**Selection:**
::::::

Example: As we would expect, a monad in a 2-category is a special case of a monad in a bicategory. The unitors and associators are identities, and the equations above collapse to those of the 2-categorical case.

We also find a fun simple source of monads that would not have made sense before:

Example: We can view any monoidal category $\mathcal{V}$ as a one object bicategory. A monoid in $\mathcal{V}$ is the same thing as a monad in this one object bicategory. For example, every group or monoid can be seen as a monad. There is a certain symmetry here:

In a bicategory $\mathbf{C}$ , every monad on $\mathcal{A}$ is a monoid in the monoidal category $\mathbf{C}(\mathcal{A},\mathcal{A})$ .
A monoid in a monoidal category is a monad in the corresponding one object bicategory.

We now move on to some more interesting examples, which really highlight the benefits afforded by the more liberal bicategorical definition.

Example: A (small) category consists of a set of objects $O$ and a set of morphisms $M$ . There are two functions giving the source and target of a given morphism, forming a span:

$O \xleftarrow{s} M \xrightarrow{t} O$

The identities induce a morphism from the identity span to this span. If we form the pullback of $s$ along $t$ , the object $M \times_O M$ consists of all composable pairs of morphisms, and there is a span morphism from the resulting span to the one defined above, given by the function maps composable pairs to their composite.

::::::

**Dataset:**
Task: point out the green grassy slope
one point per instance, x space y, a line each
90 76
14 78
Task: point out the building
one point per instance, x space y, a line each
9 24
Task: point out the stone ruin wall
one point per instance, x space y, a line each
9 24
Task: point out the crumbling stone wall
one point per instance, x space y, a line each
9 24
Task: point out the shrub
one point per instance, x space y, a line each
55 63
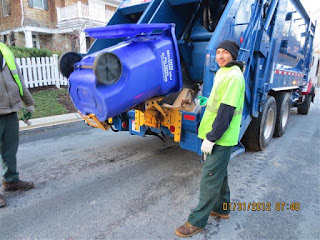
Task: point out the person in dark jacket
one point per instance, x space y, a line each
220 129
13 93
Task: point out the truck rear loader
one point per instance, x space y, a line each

::::::

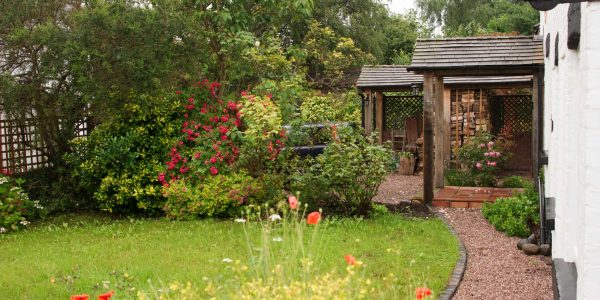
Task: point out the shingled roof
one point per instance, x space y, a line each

::::::

**Exercise instructions:**
**1.** Answer these about the passage on monads in bicategories, one line each:
(a) For a monad in a 2-category, what are the unitors and associators?
(b) What is a monoid in a monoidal category $\mathcal{V}$ the same thing as?
(c) In the small category example, what does the object $M \times_O M$ consist of?
**2.** Proceed with the passage on monads in bicategories, picking up after its final sentence.

**Solved tasks:**
**1.**
(a) They are identities.
(b) A monad in the one object bicategory corresponding to $\mathcal{V}$.
(c) All composable pairs of morphisms.

**2.**
Given a category $\mathcal{C}$ with pullbacks, we can define an internal category in $\mathcal{C}$ to consists of the analogous structure. A (small) category is then an internal category in $\mathsf{Set}$ .

The key observation for our purposes is that an internal category in $\mathcal{C}$ is the same thing as a monad in $\mathbf{Span}(\mathcal{C})$ . The monad unit and multiplication correspond to the identities and composition respectively. The rest is “just” an exercise in unravelling definitions.

Example: For a monoidal category $\mathcal{V}$ with coproducts, a $\mathcal{V}$ -enriched category $\mathcal{A}$ consists of:

A set of objects $O$ .
For each pair of objects $o_1, o_2$ a hom-object in $\mathcal{V}$ . We can view this as a $\mathcal{V}$ -valued matrix $A : O \rightarrow O$ .
Morphisms $j_o : \mathcal{I} \rightarrow A(o,o)$ picking out the identities. These form a morphism of matrices from the identity matrix to $A$ .
Composition morphisms $m_{o_1, o_2, o_3} : A(o_2,o_3) \otimes A(o_1,o_2) \rightarrow A(o_1, o_3)$ , which via the universal property of coproducts induce a morphism $\coprod_{o_2 \in O} A(o_1, o_2) \otimes A(o_2, o_3) \rightarrow A(o_1,o_3)$ . Together, these form a morphism of matrices of type $A \circ A \rightarrow A$ .

A more careful unpacking of the definitions following these intuitions shows that a $\mathcal{V}$ -category is the same thing as a monad in $\mathbf{Mat}(\mathcal{V})$ .

As a special case of this construction, the Booleans can be considered as a thin two object monoidal category $\mathcal{B}$ . The category $\mathbf{Mat}(\mathcal{B})$ is equivalent to the bicategory of relations $\mathbf{Rel}$ we encountered last time. The Boolean enriched categories are then exactly preorders.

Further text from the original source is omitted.